▶ **To do**:
Determine how many lines in the items below contain the word "grass". Reply with that number alone.

**********

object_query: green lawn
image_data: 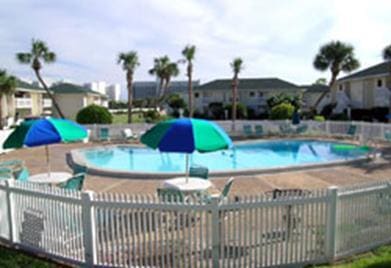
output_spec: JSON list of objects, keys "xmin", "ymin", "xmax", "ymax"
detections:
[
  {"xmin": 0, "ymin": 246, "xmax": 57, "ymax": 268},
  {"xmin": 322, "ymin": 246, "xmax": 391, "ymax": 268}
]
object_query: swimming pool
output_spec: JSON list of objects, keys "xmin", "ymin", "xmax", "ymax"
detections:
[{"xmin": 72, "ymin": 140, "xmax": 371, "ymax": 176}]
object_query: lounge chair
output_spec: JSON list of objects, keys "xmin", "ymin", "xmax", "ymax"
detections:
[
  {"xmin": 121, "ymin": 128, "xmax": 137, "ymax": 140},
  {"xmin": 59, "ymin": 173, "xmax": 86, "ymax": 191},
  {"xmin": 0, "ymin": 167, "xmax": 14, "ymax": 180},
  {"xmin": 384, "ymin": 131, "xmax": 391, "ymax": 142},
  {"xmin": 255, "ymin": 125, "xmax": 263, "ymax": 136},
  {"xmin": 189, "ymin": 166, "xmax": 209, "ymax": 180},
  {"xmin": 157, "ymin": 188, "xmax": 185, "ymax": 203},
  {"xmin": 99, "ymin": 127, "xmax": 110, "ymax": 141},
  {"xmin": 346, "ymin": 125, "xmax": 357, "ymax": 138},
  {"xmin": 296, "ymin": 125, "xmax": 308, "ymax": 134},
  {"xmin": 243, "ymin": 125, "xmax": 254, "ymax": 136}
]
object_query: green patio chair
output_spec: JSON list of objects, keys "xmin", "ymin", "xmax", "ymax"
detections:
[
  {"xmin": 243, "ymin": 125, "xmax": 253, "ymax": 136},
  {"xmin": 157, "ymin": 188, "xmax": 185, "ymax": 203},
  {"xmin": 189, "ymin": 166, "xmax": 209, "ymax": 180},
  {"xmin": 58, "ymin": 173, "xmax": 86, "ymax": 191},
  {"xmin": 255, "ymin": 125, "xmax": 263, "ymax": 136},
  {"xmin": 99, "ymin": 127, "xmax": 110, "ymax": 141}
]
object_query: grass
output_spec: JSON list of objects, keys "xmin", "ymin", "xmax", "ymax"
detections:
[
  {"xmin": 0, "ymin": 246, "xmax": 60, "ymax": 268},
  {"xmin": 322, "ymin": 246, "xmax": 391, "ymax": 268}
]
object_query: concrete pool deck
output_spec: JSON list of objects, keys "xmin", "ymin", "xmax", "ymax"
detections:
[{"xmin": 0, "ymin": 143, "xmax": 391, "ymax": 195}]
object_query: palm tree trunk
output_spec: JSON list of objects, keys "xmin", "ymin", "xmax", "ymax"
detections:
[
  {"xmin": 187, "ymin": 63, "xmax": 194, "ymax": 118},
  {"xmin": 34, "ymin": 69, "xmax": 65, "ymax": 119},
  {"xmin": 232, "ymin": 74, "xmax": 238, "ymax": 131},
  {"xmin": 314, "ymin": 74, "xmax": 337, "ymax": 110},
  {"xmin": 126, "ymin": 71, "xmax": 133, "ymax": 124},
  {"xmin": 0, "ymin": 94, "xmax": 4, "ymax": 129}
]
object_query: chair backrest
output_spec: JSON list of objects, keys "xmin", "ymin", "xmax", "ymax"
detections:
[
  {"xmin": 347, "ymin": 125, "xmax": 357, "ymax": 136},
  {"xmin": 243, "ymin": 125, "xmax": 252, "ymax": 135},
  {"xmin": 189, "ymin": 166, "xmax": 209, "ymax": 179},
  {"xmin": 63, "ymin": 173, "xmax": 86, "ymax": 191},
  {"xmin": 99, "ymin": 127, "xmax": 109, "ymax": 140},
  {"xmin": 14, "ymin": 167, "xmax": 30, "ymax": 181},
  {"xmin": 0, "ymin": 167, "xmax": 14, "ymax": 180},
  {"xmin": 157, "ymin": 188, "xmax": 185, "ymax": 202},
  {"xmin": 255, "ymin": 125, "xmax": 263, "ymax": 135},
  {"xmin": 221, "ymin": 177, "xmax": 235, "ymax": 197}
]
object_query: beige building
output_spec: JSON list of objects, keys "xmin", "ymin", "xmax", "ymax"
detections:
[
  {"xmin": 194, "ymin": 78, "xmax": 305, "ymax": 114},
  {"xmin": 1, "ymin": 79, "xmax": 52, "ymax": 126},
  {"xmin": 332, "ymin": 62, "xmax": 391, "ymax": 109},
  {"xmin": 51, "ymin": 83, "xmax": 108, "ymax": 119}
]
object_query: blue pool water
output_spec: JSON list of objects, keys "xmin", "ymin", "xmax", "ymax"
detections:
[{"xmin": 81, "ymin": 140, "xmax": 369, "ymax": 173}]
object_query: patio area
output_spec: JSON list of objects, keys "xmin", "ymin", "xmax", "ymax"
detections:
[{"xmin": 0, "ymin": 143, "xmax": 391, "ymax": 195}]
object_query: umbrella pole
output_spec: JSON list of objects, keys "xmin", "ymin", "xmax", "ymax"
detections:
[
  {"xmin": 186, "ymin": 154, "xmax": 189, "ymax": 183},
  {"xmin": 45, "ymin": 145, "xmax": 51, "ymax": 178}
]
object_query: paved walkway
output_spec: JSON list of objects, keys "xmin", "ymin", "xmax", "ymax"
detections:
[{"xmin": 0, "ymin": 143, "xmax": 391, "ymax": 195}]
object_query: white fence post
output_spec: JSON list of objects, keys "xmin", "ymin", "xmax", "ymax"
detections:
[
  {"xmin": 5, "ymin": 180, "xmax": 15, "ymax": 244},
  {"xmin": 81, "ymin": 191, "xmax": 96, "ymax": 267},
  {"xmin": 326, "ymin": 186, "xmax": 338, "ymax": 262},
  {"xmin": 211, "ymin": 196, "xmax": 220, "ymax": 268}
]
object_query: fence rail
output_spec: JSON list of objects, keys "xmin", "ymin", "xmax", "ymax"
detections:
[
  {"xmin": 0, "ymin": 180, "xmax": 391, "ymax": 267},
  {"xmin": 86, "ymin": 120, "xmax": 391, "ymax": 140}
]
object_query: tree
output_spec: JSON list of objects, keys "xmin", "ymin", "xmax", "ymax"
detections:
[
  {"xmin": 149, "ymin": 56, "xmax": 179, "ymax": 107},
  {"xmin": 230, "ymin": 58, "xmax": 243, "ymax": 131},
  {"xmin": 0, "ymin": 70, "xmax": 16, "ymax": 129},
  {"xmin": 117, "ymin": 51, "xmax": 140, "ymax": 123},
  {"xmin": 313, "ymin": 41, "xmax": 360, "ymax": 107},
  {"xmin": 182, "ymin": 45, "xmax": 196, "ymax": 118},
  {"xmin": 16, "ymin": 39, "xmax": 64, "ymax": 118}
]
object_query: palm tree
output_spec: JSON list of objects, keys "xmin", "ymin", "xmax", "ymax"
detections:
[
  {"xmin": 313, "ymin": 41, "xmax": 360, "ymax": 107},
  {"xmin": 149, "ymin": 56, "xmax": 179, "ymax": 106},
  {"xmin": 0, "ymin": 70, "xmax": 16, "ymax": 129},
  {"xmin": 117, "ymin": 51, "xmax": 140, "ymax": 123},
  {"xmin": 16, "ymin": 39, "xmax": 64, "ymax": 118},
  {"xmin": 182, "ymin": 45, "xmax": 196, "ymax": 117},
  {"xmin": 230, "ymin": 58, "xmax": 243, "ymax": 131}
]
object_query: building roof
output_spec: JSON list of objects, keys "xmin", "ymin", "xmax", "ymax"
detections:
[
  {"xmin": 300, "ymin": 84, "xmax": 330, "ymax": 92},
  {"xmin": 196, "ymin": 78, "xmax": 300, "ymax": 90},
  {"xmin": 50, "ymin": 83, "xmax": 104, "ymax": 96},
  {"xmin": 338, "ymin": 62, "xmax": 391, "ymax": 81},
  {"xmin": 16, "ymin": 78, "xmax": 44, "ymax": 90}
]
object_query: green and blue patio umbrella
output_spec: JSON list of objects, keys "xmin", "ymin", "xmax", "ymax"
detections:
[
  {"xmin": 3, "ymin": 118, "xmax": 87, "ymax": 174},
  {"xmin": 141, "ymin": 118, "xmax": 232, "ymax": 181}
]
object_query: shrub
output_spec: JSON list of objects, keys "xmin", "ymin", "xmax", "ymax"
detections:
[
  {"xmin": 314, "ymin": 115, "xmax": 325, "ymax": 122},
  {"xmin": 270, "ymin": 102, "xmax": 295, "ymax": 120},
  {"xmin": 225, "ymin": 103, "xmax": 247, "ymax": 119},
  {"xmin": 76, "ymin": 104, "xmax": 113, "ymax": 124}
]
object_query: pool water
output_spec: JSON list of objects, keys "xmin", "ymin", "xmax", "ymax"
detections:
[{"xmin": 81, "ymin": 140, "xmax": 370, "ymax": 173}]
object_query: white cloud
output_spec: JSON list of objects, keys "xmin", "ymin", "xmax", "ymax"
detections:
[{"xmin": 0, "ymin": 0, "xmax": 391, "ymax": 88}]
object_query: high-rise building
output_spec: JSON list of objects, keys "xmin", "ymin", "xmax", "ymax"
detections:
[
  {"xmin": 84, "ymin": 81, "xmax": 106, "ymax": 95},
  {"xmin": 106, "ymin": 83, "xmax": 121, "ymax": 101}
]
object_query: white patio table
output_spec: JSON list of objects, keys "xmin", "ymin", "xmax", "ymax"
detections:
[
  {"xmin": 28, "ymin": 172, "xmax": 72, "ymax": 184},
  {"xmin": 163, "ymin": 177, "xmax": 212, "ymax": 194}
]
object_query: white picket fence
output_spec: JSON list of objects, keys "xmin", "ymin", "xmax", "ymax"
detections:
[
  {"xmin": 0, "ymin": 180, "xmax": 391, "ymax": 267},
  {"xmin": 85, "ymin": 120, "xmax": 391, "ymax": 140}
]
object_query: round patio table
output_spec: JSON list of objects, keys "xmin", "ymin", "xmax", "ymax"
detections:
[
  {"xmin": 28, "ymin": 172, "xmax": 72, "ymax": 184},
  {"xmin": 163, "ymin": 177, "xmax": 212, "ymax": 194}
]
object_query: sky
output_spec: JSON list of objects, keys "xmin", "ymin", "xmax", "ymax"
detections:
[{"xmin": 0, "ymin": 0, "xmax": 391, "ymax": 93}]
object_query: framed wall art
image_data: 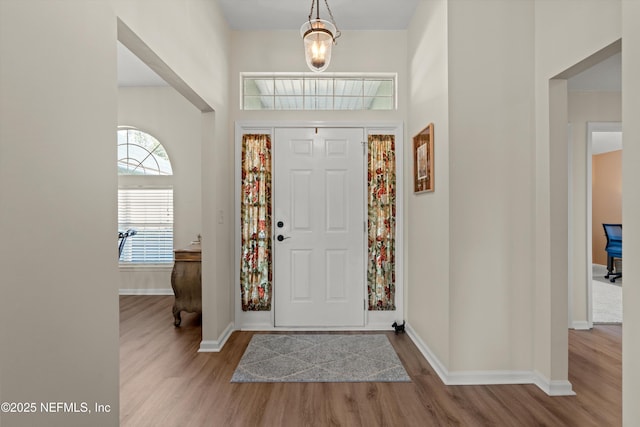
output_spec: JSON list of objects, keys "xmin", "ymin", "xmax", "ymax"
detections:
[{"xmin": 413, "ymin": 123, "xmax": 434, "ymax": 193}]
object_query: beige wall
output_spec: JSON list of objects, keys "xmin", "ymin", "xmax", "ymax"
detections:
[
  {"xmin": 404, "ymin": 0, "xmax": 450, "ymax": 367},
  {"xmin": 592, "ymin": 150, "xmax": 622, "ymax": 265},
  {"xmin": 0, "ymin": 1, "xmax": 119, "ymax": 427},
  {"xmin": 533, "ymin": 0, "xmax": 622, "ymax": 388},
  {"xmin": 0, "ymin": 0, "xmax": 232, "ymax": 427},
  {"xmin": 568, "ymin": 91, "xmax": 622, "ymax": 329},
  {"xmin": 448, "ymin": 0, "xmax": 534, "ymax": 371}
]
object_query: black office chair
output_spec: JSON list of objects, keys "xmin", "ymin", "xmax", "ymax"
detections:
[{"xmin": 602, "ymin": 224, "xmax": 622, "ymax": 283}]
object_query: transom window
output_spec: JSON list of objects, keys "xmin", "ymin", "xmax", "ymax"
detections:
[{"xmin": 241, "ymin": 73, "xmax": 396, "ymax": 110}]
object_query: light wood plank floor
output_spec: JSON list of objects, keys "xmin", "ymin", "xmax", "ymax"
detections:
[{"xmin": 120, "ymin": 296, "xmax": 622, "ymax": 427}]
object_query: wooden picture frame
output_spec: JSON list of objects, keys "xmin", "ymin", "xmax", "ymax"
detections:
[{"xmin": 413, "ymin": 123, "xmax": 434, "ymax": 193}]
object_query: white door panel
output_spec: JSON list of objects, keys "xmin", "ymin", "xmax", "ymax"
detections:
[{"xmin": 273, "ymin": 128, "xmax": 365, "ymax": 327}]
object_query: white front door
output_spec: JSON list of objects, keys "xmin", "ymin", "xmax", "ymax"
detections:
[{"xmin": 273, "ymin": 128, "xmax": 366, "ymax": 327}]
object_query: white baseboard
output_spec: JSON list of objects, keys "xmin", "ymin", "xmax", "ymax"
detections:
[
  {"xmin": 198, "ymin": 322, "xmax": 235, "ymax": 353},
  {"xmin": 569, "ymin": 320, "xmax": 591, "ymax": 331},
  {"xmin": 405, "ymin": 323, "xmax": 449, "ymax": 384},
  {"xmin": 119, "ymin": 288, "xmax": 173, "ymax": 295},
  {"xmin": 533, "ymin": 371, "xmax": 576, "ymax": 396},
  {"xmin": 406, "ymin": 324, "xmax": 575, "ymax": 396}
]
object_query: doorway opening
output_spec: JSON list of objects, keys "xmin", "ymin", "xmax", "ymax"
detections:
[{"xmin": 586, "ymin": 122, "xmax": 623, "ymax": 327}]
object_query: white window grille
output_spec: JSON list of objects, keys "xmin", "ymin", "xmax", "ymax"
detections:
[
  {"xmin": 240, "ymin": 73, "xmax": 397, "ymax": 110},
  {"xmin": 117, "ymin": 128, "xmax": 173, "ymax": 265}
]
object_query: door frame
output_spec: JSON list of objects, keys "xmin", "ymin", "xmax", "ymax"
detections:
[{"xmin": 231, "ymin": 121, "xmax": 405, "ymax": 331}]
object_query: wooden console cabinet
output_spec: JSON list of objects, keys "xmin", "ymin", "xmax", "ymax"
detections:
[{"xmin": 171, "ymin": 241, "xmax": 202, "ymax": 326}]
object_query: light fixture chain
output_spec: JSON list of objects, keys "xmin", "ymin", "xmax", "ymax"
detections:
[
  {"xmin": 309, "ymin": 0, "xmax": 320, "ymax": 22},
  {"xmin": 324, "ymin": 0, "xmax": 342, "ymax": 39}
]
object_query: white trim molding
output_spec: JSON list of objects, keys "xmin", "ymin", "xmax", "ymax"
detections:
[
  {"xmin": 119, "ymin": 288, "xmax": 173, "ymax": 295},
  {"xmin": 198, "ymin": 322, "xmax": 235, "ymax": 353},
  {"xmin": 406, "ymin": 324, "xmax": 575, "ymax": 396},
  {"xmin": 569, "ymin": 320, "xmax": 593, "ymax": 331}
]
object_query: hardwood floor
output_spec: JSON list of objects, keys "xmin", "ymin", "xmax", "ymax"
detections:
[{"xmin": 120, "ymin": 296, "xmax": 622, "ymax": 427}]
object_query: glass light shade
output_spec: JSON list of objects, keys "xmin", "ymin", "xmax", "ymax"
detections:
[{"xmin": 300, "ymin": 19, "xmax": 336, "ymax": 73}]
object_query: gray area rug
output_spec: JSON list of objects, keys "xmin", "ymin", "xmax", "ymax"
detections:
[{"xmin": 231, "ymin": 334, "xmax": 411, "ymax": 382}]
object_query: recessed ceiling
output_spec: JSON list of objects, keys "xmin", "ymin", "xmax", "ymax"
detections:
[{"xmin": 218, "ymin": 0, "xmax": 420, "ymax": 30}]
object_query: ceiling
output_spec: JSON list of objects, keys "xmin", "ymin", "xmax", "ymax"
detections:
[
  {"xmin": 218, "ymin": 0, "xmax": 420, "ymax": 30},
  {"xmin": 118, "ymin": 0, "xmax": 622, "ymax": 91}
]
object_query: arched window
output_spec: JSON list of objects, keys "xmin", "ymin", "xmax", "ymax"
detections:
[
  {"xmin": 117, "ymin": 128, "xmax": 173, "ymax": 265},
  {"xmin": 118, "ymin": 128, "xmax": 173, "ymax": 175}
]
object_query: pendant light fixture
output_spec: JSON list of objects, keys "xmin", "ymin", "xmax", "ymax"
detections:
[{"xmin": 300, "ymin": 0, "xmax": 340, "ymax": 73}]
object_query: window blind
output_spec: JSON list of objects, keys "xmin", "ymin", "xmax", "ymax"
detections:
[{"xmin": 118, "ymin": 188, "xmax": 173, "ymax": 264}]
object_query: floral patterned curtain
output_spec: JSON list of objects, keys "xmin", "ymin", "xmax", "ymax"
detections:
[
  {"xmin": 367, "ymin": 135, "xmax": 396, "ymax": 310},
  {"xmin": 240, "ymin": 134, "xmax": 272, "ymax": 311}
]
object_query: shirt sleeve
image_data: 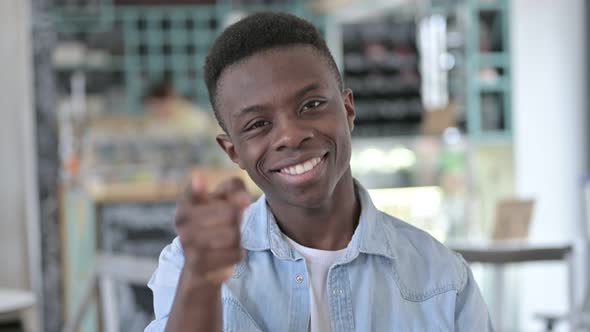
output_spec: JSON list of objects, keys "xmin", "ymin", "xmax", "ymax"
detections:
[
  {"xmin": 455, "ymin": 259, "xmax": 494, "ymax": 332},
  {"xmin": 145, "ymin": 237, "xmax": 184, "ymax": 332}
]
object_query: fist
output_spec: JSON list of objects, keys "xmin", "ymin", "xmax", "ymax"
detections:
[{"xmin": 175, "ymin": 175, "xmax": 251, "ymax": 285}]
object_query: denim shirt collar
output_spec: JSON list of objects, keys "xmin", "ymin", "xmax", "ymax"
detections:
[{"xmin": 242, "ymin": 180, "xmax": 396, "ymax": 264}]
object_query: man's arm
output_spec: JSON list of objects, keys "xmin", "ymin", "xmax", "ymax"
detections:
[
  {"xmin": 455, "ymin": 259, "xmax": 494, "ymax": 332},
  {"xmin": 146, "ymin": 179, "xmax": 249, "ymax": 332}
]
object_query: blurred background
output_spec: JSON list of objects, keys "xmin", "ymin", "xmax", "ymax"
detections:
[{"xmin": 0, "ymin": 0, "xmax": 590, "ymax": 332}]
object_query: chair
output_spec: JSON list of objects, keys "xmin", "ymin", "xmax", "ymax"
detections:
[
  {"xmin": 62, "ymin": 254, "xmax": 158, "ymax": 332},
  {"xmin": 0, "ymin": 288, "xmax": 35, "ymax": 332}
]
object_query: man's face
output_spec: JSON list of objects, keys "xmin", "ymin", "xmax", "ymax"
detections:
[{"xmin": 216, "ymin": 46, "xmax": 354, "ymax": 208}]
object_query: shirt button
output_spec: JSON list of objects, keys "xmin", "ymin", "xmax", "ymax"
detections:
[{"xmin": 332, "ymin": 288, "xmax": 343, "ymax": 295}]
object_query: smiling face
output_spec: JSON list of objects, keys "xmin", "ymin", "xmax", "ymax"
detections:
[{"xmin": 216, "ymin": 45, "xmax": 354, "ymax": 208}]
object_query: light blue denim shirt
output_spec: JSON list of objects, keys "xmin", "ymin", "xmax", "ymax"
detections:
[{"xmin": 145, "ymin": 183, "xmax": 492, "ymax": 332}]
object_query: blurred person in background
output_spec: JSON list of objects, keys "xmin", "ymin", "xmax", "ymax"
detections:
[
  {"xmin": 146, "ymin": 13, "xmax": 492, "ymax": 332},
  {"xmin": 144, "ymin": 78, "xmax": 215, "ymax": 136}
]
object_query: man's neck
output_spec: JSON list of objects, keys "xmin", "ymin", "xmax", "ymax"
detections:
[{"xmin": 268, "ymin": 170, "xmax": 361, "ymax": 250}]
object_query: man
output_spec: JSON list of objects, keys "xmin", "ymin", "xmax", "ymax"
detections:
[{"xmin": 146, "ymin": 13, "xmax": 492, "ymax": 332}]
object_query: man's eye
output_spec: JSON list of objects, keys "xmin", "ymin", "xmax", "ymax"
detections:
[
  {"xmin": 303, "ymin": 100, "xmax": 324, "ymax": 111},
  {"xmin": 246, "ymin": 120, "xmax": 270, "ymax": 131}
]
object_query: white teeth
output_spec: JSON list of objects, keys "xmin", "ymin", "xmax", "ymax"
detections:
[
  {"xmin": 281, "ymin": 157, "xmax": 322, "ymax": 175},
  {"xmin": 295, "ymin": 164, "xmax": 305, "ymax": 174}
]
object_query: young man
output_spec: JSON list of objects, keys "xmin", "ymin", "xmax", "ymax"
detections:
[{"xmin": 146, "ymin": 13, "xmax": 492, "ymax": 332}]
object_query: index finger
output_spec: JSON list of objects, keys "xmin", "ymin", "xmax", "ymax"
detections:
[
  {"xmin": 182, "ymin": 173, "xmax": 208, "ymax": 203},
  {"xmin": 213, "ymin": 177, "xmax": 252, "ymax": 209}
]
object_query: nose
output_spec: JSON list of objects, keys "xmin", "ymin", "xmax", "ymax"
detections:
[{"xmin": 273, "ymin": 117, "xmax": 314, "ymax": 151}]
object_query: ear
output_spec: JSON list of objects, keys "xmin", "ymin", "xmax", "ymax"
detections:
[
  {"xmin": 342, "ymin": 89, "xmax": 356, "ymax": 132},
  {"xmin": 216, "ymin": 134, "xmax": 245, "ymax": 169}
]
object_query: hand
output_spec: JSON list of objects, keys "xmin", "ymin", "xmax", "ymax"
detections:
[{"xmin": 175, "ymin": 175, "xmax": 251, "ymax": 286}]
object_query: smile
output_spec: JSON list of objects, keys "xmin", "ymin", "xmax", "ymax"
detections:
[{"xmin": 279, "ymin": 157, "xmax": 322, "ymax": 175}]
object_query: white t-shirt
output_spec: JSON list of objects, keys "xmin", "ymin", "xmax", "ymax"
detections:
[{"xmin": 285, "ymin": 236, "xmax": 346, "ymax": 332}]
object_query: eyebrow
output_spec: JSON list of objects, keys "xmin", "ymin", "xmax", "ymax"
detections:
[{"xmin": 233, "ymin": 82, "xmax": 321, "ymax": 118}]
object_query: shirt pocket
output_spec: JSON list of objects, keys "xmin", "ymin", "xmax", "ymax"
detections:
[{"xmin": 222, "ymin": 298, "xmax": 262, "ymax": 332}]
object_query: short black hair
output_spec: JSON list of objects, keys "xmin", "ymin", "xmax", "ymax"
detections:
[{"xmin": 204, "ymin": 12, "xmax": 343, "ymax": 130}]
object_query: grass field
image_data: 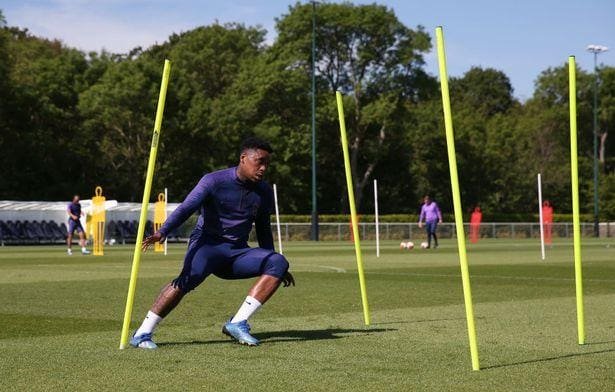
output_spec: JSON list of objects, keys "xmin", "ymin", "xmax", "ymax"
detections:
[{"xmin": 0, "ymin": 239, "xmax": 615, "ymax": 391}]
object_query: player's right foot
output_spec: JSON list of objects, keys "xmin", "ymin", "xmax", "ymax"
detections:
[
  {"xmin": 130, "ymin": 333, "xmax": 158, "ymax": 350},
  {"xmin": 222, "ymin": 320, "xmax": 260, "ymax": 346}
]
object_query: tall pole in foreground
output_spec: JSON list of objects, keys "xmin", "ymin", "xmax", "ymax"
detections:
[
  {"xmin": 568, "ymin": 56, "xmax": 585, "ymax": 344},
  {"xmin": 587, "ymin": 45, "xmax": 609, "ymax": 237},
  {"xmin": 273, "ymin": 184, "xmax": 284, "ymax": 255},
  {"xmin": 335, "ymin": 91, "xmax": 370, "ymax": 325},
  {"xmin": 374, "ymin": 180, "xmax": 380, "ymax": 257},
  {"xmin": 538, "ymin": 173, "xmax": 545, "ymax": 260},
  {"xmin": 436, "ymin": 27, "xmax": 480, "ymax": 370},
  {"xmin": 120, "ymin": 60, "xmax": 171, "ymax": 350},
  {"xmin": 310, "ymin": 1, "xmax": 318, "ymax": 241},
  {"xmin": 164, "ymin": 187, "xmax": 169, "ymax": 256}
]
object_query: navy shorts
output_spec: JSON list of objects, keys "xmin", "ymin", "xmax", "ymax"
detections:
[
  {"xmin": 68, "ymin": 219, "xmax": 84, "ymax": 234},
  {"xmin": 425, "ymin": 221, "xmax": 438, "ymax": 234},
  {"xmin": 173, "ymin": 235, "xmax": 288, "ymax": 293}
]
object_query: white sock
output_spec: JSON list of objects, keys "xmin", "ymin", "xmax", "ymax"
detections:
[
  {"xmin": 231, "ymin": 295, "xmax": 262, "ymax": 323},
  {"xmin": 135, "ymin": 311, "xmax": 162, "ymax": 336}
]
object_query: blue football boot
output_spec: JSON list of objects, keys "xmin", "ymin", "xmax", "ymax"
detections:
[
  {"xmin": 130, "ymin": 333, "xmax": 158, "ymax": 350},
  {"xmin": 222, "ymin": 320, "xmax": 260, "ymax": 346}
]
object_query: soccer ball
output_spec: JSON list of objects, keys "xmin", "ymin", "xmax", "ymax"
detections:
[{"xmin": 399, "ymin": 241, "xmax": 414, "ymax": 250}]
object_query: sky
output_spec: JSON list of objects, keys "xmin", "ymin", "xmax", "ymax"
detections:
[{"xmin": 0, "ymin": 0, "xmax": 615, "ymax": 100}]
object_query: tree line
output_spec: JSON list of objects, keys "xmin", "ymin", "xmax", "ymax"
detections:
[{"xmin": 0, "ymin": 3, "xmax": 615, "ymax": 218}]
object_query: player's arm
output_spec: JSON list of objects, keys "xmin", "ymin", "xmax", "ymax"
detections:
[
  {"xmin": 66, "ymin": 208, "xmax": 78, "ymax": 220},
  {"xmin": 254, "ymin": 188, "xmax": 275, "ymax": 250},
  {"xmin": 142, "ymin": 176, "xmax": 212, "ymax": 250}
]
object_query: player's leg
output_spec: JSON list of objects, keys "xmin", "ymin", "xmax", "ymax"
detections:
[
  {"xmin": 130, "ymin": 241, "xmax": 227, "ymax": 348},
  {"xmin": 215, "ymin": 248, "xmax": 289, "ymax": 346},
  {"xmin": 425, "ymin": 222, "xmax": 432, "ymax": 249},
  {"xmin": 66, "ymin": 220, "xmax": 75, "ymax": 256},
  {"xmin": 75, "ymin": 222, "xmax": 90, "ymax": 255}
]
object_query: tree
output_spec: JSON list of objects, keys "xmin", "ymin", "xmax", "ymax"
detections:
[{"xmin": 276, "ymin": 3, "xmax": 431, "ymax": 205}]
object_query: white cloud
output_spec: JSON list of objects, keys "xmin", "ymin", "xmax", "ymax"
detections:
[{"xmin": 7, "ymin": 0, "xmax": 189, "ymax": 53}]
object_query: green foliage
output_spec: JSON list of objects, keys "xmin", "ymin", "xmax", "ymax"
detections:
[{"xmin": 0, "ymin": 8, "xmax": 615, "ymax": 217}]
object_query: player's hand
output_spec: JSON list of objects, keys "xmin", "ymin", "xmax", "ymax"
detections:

**********

▶ **Finished task**:
2